-- begin SOURCE DATA --

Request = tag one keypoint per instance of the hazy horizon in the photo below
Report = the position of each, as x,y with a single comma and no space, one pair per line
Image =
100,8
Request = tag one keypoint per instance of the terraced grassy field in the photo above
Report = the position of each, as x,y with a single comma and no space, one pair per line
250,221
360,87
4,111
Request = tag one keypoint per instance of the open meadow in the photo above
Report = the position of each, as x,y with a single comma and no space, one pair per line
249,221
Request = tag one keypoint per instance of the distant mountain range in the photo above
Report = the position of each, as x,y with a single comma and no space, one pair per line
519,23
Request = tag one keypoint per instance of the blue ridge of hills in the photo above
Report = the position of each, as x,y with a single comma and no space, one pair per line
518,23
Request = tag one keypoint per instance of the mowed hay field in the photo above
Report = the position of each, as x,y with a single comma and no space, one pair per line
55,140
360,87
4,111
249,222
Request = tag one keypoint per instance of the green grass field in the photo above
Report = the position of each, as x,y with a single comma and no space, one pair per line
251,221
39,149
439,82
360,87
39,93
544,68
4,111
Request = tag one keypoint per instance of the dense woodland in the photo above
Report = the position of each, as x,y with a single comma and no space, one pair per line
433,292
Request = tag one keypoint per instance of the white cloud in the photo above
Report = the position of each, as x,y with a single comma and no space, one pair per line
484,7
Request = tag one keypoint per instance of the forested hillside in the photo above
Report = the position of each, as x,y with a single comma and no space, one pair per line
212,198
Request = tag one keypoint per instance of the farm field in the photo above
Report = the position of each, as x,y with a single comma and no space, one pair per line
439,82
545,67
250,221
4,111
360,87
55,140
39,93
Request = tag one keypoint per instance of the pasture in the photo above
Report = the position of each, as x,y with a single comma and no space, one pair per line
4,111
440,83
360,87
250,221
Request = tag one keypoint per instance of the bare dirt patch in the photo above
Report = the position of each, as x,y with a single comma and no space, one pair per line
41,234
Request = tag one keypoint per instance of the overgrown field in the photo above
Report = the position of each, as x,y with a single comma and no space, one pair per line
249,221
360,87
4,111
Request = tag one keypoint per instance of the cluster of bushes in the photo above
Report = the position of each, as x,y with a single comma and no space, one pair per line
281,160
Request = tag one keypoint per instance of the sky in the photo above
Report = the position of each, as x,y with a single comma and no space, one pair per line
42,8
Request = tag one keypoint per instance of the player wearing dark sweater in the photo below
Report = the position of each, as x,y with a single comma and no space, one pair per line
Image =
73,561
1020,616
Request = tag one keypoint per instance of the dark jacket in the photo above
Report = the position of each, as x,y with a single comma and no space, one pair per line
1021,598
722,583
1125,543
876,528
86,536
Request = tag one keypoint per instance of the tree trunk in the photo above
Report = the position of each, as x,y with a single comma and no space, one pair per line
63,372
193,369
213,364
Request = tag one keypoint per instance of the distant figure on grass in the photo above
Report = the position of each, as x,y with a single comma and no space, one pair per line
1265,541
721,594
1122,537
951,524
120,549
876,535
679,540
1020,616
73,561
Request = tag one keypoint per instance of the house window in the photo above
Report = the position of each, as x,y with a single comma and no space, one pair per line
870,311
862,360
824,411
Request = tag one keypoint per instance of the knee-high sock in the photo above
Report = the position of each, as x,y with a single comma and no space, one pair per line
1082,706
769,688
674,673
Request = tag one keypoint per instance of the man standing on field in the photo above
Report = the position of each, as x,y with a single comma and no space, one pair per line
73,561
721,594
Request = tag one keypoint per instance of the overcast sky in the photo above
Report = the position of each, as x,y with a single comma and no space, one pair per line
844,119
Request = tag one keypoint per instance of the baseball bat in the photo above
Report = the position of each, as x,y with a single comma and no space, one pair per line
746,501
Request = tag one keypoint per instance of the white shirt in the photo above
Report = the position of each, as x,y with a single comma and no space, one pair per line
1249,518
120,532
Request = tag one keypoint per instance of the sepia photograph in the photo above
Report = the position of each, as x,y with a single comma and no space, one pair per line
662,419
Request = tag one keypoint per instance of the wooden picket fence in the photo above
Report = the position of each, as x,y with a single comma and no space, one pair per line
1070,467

-- end SOURCE DATA --

#### WHAT YOU HAVE TO DO
Reproduce all of the records exactly.

#### TASK OUTPUT
Request = tag one keypoint per instance of the hazy horizon in the photo below
Report = the position of each, as x,y with a single comma and no space, one pair per line
Image =
100,8
Request = tag one keypoint per instance of the terraced grassy field in the photo above
Report = the position of each, as x,y with a single comma and no space, one pair per line
250,221
360,87
4,111
Request = tag one keypoint per instance of the open meadow in the photo above
Report = the position of each, as x,y with a single comma and no space, one pair per line
249,221
Request = tag one keypoint per instance of the distant mountain range in the photo above
Report = the position of each, as x,y with a single comma and no space, one pair per line
519,23
Request = tag one keypoint per instance of the blue ridge of hills in the photo above
Report = the position of each, as x,y with a single comma and no space, one pair per line
518,23
Request = tag one keypoint per instance of the mowed hay field in the photo above
Report = the position of each, as x,y with a single comma and no space, one pair per line
55,140
360,87
4,111
249,222
Request = tag one keypoint per instance of the green grass field in the photo above
Report = the position of each, as x,y with a single comma and no space, one pair per line
251,221
39,149
439,82
360,87
39,93
544,68
4,111
Request = tag one keypoint per instance of the dense woodland in the photo above
Report = the position of each, as x,y with a single comma and no space, one pair per line
433,292
Request = tag one keypoint per instance of the white cloud in the photo above
Report = the position of each, as x,y with a single comma and no space, one pair per line
484,7
Request = tag one keypoint per instance of the forested hillside in the photo above
Report = the position of each, as x,y with a single comma and no space, one pair per line
212,198
Request = tag one keypoint per instance of the farm field in the photo above
Report = the position of each, as x,y with a single comma and no space, one pair per line
439,82
545,67
250,221
4,111
360,87
55,140
39,93
Request = tag one keypoint per instance of the pasture in the photo above
Report = the position of each, as x,y with a single comma and no space, one pair per line
4,111
440,83
360,87
250,221
Request = tag one keypoint per instance of the bare dirt patch in the photo above
Report = the position of each, as x,y with a single comma and no space, one pair per line
41,234
Request = tag one keypoint per instance of the overgrown field in the photo above
Report = the position of each, as x,y with a single comma and no space, one pair per line
249,221
360,87
4,111
Request = tag one keypoint per instance of the cluster of bushes in the photo above
Report = the position of each, as x,y with a single comma and no space, one pair per line
281,160
Request = tag one keypoint per instance of the sky in the photo above
Report = the position of each, as x,y with a single comma and no space, one pair per line
42,8
Request = tag one keypoint per instance of the player wearing dark sweater in the photo below
Report = the position of each, as x,y with a single comma and no space, one pair per line
Image =
73,561
1020,616
Request = tag one keypoint per instance of the dark jacket in the photo above
Report = the position of each, as x,y with a single comma and no space, one pair per line
1021,598
722,583
1125,543
876,528
86,536
Request = tag one keypoint per instance of the tree trunk in the photo above
Report = the position of each, as x,y with a single comma and no space, one pair per line
63,372
193,369
213,364
Request = tag one keypoint per instance of the distant figure on grass in the photo above
Report = the position of each, as x,y with a single comma and no space, one pair per line
1265,541
721,594
1122,537
951,524
120,549
876,535
679,540
1020,616
73,561
Request = tag one keypoint per instance of the house window in the photo above
Report = the position of each, as x,y with a single comma and no space, one pair per line
870,311
862,360
824,411
Request = tag one keypoint per instance of the knee-high sock in the photo above
Report = the position of each, as x,y with a single comma and no space, one pair per line
1082,706
769,688
674,673
Request = tag one keypoint per instance of the man standing on field in the photo above
Report = the position of each, as x,y with a single comma and no space, one pair per line
73,561
721,594
Request = tag one keypoint per instance of the overcast sky in the photo above
Report = the position of each, as x,y with a single comma and no space, one pair per line
844,119
Request = tag one keypoint per instance of the baseball bat in the photo above
Report = the position of each, as x,y with a single comma and no space, one pair per line
746,501
Request = tag one keypoint per instance of the white shirt in the photo above
Report = the position of each, as x,y with a single comma and no space, one pair per line
1249,518
120,532
Request = tag one keypoint per instance of the sepia photograph in the photo above
Report = the position of each, as x,y with a single comma and no space, one pair per line
662,419
Request = tag one keypoint per instance of the wooden picket fence in the photo above
Report = the position of each, as x,y with a single comma and no space, one pair per line
1070,467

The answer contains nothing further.